Autobiography of Michael Rosbash
I am always reluctant to write about my life. When necessary, I follow the advice of the Queen in Alice in Wonderland. When asked by Alice how to proceed on her journey, the Queen replied, “Start at the beginning, continue until you get to the end, then stop.” Although a length restriction makes this strategy challenging, I will try to follow this chronological advice with only a few exceptions. The first is that I won’t start quite at the beginning, which is not my early childhood or even my birth but the emigration of my parents from Nazi Germany and their new life in the USA. A one sentence summary of these events is that after some years of trouble and considerable hard work, my parents established a satisfactory if not comfortable life for themselves and their two children.

**Activities**
**1)** According to the autobiography, from which country did the author's parents emigrate?
**2)** For each statement, say whether it agrees with the autobiography, and quote the words that decide it: (a) The author is eager to write about his life. (b) The Queen gave her advice when Alice asked how to proceed on her journey. (c) The author's parents had three children.
The lines after the autobiography are separate material and are unrelated to it.

Referring expression data:
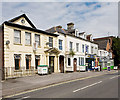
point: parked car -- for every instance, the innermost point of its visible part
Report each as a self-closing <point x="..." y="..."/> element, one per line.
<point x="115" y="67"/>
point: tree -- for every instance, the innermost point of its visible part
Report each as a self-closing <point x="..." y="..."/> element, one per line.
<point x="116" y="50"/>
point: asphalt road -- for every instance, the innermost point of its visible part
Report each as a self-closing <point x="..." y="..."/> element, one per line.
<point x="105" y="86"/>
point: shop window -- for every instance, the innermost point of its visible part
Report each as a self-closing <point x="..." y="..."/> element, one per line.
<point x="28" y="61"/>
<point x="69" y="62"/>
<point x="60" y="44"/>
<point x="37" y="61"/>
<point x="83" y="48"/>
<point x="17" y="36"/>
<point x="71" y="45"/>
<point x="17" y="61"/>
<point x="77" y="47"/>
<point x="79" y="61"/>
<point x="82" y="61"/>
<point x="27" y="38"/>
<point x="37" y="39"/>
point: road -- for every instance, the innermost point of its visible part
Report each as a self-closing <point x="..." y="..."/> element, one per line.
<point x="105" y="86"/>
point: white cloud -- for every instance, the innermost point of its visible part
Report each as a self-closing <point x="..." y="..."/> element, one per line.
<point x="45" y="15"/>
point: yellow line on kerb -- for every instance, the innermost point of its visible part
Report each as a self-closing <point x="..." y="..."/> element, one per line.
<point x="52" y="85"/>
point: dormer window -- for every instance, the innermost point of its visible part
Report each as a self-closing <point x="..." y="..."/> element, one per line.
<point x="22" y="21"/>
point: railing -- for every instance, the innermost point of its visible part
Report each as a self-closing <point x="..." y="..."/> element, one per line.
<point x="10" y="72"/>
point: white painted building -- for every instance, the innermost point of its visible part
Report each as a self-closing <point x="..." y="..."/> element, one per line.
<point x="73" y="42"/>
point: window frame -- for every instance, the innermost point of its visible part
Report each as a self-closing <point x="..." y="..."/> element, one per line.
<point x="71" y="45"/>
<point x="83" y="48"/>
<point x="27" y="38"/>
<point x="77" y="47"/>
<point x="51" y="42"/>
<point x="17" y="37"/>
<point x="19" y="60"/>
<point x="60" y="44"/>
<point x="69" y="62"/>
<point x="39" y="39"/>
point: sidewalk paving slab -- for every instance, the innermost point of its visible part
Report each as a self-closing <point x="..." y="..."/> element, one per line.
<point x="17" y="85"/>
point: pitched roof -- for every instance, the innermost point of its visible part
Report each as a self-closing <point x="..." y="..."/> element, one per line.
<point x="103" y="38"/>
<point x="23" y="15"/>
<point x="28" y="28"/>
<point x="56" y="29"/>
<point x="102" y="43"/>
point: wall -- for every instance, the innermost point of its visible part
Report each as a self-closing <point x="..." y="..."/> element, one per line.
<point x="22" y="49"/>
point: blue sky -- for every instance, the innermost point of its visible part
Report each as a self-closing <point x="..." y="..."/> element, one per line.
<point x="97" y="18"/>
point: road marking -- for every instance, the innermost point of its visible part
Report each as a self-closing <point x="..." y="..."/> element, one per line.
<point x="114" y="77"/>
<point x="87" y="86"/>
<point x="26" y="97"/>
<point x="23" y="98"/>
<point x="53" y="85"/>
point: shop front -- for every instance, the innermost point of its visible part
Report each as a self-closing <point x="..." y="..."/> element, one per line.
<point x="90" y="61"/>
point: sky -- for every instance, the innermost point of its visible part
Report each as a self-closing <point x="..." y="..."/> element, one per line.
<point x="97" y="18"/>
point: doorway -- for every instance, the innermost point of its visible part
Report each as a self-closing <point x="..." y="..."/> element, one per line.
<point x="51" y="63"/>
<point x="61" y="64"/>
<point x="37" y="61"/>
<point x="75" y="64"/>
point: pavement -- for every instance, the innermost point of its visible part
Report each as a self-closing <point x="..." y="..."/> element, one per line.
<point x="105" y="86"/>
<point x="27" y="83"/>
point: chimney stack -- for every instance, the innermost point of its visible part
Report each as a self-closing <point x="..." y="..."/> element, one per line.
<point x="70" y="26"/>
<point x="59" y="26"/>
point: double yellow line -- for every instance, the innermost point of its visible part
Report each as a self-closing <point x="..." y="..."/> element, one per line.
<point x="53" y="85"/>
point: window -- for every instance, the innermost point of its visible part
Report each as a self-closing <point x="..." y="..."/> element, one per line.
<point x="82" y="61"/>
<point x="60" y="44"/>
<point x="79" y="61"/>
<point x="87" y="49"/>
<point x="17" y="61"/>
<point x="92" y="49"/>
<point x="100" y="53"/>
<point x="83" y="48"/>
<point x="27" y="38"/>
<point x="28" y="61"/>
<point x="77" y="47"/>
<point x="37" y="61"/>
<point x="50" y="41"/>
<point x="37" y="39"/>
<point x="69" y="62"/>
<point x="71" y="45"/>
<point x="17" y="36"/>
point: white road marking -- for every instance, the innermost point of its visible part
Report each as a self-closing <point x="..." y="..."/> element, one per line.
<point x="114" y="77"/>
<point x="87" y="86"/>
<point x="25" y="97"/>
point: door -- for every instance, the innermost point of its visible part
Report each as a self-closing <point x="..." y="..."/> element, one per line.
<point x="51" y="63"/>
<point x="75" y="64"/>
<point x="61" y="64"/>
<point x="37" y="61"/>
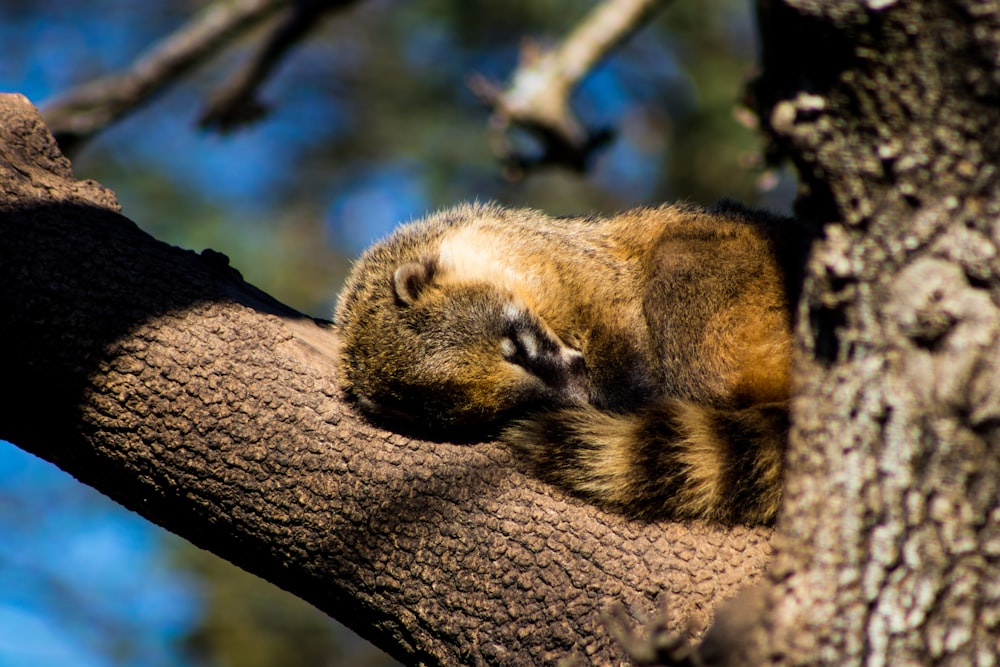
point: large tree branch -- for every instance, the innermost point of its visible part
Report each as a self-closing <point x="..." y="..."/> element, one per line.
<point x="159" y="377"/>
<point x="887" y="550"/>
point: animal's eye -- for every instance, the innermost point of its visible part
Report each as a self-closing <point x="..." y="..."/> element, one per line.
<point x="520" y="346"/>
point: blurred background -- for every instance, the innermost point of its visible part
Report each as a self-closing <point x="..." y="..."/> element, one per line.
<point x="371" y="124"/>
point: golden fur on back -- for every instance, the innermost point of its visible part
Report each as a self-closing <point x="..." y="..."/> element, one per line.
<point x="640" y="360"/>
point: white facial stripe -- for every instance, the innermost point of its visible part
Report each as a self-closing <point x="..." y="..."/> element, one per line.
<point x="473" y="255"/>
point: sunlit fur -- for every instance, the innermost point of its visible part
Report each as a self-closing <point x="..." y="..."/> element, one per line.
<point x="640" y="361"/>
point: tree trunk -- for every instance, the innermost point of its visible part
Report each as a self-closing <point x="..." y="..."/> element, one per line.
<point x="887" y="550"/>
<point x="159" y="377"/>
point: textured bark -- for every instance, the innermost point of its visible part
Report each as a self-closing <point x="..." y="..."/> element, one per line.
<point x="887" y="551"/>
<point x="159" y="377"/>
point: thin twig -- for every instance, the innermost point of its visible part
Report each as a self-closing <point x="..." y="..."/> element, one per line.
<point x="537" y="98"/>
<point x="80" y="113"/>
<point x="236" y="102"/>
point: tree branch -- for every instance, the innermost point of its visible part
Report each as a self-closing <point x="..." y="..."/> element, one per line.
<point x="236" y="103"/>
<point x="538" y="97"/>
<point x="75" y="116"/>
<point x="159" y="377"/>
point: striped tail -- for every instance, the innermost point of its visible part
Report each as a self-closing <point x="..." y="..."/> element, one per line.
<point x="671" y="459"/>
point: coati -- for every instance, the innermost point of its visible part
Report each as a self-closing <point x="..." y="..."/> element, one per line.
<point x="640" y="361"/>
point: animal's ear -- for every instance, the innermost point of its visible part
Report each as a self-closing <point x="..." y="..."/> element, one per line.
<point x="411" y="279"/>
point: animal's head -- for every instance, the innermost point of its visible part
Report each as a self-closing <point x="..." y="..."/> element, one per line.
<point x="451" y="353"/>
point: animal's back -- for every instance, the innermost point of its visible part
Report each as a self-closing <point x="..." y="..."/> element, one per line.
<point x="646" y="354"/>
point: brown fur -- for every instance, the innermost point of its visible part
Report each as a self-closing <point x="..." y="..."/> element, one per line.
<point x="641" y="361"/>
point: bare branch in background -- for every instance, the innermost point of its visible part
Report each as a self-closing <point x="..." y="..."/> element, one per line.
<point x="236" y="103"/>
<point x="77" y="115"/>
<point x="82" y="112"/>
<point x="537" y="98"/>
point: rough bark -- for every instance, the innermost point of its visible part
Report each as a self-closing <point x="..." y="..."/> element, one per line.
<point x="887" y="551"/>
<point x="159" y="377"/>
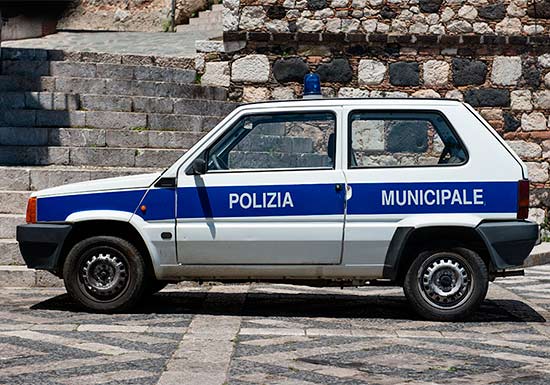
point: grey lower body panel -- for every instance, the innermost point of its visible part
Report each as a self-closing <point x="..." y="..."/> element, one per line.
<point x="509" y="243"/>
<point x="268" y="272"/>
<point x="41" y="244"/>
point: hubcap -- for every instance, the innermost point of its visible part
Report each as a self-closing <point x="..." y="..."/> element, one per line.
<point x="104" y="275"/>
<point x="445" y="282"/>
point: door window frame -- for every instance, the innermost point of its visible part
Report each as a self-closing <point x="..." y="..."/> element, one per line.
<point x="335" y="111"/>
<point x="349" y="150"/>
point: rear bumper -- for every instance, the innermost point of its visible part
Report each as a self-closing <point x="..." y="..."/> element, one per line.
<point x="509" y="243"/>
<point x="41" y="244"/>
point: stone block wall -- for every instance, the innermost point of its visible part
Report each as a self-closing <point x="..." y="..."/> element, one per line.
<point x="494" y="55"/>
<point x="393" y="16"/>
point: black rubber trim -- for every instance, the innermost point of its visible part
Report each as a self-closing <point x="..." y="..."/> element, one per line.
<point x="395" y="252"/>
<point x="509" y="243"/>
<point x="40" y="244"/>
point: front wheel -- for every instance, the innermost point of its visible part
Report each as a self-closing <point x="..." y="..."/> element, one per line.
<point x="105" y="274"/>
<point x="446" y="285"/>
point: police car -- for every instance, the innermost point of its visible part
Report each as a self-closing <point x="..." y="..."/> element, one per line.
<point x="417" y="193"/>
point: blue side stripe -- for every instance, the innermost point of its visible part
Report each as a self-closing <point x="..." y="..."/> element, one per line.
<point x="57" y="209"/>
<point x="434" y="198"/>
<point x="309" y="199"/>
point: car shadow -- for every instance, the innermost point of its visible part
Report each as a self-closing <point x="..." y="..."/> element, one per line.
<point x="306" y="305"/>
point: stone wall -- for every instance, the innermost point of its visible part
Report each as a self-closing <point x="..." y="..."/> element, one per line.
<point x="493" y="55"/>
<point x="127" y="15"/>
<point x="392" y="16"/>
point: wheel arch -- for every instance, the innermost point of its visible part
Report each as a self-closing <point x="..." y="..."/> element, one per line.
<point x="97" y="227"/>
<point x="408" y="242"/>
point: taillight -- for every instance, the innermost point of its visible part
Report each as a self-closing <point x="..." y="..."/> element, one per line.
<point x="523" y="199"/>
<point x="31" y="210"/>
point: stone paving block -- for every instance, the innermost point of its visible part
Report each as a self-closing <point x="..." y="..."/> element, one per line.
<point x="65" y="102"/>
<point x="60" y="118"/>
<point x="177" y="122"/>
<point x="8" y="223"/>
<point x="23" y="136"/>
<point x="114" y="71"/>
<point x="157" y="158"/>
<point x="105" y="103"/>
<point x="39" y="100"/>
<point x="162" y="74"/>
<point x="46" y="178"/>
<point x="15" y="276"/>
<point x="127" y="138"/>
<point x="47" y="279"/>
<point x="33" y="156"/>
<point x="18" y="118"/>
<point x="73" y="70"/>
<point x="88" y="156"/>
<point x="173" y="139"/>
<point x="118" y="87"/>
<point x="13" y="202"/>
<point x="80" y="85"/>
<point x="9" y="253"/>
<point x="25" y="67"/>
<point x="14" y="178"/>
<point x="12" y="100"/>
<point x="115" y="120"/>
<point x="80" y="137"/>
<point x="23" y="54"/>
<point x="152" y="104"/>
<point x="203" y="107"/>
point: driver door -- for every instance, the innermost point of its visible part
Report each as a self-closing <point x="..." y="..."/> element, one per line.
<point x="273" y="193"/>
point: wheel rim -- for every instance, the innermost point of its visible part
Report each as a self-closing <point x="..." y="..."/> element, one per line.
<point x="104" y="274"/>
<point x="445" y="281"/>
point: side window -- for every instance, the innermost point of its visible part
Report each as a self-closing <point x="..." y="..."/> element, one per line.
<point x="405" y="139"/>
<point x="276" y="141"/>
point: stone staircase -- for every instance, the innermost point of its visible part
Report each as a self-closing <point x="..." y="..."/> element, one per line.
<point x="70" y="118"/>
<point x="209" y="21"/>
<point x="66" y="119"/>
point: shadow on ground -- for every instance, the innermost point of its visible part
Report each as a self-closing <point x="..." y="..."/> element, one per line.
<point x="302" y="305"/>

**Answers per task**
**1)** Nazi Germany.

**2)**
(a) No: "I am always reluctant to write about my life."
(b) Yes: "When asked by Alice how to proceed on her journey, the Queen replied"
(c) No: "their two children"